Rewrite the records from the line that contains "the red garment" through the end of the records as a two-column CSV with the headers text and points. Give one row per record, its wording under text and all its points under points, with every field quoted and line breaks turned into spaces.

— begin —

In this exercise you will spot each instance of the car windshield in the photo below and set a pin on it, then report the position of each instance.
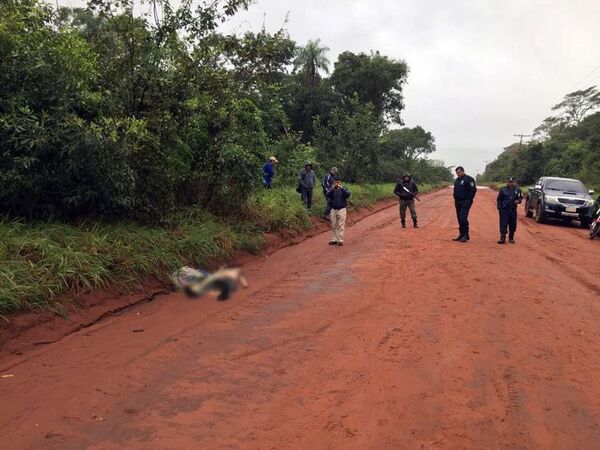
(566, 186)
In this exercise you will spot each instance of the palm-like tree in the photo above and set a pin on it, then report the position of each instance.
(311, 59)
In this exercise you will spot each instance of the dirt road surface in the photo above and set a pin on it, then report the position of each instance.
(399, 339)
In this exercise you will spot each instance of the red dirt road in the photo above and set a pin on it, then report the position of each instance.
(399, 339)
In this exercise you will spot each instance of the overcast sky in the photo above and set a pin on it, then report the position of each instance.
(480, 70)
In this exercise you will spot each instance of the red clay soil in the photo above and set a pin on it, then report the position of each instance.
(29, 330)
(399, 339)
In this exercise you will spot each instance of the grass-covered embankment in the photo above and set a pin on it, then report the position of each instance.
(40, 261)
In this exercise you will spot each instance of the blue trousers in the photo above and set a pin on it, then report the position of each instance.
(462, 215)
(508, 221)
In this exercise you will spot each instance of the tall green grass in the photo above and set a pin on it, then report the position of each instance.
(40, 262)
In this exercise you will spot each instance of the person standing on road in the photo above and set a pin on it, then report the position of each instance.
(508, 198)
(338, 199)
(407, 191)
(269, 171)
(328, 184)
(464, 193)
(307, 179)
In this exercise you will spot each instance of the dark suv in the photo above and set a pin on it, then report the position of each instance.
(559, 198)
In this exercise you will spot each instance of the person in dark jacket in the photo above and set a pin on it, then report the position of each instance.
(307, 179)
(407, 192)
(269, 171)
(338, 199)
(328, 184)
(464, 193)
(508, 199)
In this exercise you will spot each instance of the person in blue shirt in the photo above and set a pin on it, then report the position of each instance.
(337, 196)
(508, 198)
(269, 171)
(464, 193)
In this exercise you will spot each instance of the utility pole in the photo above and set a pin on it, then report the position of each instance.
(521, 140)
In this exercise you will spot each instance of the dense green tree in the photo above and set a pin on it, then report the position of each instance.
(566, 145)
(110, 113)
(310, 60)
(375, 79)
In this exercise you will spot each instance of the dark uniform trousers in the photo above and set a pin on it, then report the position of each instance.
(508, 220)
(462, 215)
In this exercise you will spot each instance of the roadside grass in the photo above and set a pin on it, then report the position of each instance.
(41, 262)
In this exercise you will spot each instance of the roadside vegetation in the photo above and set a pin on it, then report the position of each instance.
(40, 262)
(566, 144)
(132, 139)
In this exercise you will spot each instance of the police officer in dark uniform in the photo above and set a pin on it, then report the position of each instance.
(464, 193)
(508, 199)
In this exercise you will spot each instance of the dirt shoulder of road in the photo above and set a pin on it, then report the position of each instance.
(30, 330)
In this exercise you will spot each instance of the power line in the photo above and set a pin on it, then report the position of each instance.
(589, 73)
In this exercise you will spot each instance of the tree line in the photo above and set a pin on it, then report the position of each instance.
(108, 112)
(566, 144)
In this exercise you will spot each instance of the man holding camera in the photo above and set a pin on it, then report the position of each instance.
(337, 196)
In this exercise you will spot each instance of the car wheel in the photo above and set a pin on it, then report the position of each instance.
(528, 212)
(539, 215)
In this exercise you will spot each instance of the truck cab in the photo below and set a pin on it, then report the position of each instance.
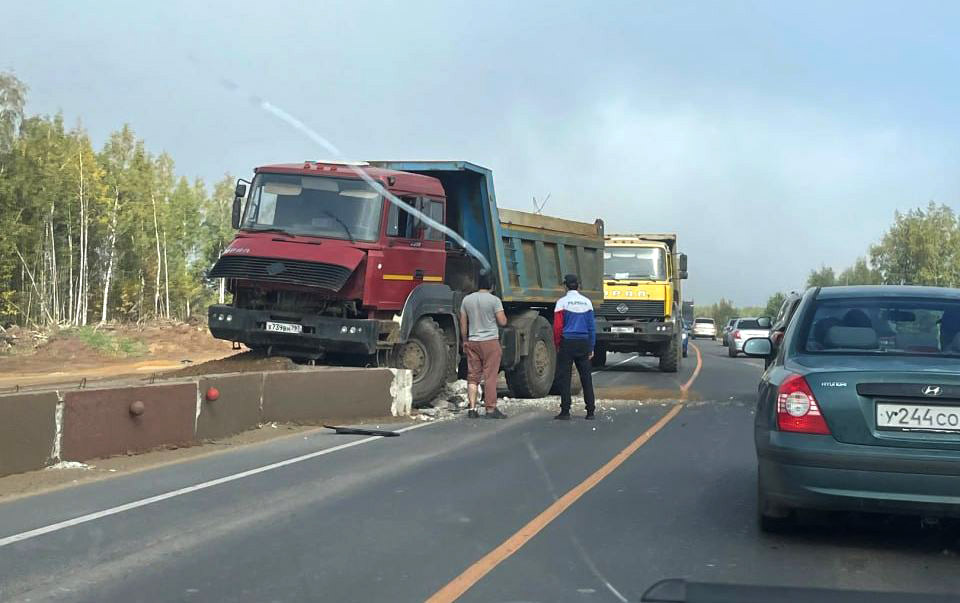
(641, 310)
(325, 267)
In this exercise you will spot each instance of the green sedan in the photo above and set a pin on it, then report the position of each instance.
(859, 409)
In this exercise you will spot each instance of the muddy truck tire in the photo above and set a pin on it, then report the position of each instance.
(425, 354)
(533, 376)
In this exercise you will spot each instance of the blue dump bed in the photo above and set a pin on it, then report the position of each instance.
(530, 253)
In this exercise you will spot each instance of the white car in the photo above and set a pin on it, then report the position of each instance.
(704, 327)
(744, 329)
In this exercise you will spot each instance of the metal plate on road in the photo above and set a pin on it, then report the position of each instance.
(284, 327)
(917, 417)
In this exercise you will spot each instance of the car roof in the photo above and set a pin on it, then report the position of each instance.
(887, 291)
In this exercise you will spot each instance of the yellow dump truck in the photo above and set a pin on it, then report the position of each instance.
(641, 309)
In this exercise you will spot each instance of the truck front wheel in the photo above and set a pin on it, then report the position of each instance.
(533, 376)
(425, 355)
(670, 356)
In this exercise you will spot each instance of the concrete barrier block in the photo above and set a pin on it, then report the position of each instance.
(28, 431)
(106, 422)
(236, 408)
(339, 394)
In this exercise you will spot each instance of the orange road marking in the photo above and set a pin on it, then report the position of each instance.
(473, 574)
(696, 372)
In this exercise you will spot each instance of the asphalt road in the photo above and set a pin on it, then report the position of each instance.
(398, 519)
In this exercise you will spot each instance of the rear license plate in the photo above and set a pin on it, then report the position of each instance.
(284, 327)
(917, 417)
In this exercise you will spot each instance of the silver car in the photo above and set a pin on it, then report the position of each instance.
(744, 329)
(704, 327)
(724, 341)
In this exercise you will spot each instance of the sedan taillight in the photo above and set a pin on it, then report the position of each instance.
(797, 409)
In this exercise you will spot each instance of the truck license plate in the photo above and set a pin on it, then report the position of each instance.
(284, 327)
(918, 417)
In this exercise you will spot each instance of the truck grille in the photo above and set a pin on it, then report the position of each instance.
(634, 309)
(294, 272)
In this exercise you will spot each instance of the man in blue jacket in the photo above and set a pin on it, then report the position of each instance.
(574, 334)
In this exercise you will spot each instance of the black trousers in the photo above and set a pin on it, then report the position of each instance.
(575, 351)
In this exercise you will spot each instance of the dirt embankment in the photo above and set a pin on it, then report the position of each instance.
(244, 362)
(33, 358)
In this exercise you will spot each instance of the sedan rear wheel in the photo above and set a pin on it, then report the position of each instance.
(773, 518)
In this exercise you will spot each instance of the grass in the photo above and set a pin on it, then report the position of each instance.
(110, 344)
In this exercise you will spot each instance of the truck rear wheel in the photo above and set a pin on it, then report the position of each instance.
(425, 354)
(670, 356)
(533, 376)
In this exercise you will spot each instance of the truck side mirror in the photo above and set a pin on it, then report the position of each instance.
(237, 209)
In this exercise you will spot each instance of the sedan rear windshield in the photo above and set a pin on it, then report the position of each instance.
(928, 327)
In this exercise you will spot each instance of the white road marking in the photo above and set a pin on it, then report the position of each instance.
(60, 525)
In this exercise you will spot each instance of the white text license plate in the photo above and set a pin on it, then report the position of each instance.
(284, 327)
(918, 417)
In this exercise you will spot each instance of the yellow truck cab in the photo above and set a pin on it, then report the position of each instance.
(641, 309)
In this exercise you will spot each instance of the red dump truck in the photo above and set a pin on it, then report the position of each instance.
(326, 267)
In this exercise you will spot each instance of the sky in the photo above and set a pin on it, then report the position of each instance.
(772, 137)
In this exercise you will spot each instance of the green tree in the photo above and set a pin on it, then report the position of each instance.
(773, 304)
(922, 247)
(861, 273)
(824, 277)
(13, 98)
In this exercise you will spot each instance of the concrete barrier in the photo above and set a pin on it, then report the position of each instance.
(28, 430)
(39, 429)
(341, 394)
(106, 422)
(236, 407)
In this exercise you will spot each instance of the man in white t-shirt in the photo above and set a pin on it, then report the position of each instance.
(481, 315)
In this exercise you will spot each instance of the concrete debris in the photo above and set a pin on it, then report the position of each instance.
(70, 465)
(455, 388)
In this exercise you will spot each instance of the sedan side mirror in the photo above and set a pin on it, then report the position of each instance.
(758, 347)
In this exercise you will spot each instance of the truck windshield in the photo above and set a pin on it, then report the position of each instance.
(634, 262)
(338, 208)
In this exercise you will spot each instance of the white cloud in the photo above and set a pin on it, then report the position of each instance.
(759, 190)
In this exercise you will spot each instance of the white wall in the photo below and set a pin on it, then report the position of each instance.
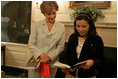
(106, 28)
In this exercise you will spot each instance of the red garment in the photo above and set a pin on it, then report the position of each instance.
(44, 70)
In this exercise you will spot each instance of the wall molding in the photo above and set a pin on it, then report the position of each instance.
(98, 24)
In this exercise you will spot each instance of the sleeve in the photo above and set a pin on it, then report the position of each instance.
(33, 41)
(60, 46)
(99, 53)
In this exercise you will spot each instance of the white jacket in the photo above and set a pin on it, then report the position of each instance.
(43, 41)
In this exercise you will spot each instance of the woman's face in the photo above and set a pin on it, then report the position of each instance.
(82, 27)
(50, 17)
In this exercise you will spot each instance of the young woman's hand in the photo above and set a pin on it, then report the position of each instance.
(44, 58)
(65, 70)
(88, 64)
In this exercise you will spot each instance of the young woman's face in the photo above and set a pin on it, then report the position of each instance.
(82, 27)
(50, 17)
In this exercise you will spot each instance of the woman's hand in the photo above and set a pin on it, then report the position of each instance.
(44, 58)
(65, 70)
(88, 64)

— end —

:: Exercise solution ::
text,points
"In this exercise you will spot each instance of the red garment in the photo above and set a pin on it, then report the position of each instance.","(44, 70)"
"In this exercise you will spot each instance of the wall molding in the photo above and set a pin on it, then report the position of each instance.","(98, 24)"
"In this exercise you will spot each instance of the sleeve in the photo above and set a pin on it, then report the position of each instance.","(33, 41) (60, 46) (99, 53)"
"In this exercise you will spot each instance of the white jacket in the photo above and set a pin on it, then report the position of each instance.","(43, 41)"
"In this exercise you will spot each instance of the woman's face in the photo above and set a pin on it, then report the position of each instance.","(82, 27) (50, 17)"
"In this exercise you will spot each instance of the young woman's hand in the photo above and set a pin on it, then report the position of each instance.","(44, 58) (65, 70) (88, 64)"
"In this exercise you will spot each instance of the young woman's face in the photo above and set a pin on it, then report the position of each instance.","(82, 27) (50, 17)"
"In this exercise you will spot each instance of the woman's hand in the photo above and set a pin on it, then report the position of each instance.","(44, 58) (65, 70) (88, 64)"